Repeat exactly, and only, the lines from the one containing "of the lamppost" through the end of the records.
►
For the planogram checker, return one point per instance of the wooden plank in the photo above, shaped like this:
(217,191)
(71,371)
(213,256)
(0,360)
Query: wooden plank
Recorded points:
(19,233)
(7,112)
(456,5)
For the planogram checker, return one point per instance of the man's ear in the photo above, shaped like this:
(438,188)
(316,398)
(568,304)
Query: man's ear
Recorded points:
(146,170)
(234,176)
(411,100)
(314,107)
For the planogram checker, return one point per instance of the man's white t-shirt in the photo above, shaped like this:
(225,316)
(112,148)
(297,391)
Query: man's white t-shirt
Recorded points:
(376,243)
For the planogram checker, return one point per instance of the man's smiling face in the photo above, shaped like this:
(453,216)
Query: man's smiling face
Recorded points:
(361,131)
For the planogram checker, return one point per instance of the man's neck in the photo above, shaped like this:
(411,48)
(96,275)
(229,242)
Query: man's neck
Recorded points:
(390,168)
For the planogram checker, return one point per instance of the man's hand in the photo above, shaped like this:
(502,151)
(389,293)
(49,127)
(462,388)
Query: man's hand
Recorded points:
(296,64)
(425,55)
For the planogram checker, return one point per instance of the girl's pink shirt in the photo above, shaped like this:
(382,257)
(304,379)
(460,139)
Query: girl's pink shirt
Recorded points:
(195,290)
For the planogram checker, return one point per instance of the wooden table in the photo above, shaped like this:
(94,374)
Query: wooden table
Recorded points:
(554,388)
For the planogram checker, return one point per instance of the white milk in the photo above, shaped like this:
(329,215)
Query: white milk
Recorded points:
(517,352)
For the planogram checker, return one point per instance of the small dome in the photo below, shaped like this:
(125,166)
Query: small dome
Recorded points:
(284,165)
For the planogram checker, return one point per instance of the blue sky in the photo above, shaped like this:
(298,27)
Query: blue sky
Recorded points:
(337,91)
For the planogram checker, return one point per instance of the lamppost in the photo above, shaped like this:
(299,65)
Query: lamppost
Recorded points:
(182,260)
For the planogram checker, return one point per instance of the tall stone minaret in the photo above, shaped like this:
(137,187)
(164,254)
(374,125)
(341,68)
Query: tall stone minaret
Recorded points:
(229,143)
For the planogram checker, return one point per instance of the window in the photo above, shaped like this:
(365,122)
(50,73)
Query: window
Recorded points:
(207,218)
◄
_Expected answer:_
For the planogram checker, return one point per instance of the lamppost in the photo above, shaped like this:
(299,65)
Query: lamppost
Recorded points:
(182,260)
For the planogram checker, return one point per instance of the tall stone minaret in the photo above, shaped like this:
(137,187)
(164,254)
(374,125)
(341,68)
Query: tall stone minaret
Recorded points:
(229,143)
For the planogram checker, return one point per instance of the window in the photo above, shaped like this:
(365,122)
(50,73)
Query: window
Recorded points:
(207,218)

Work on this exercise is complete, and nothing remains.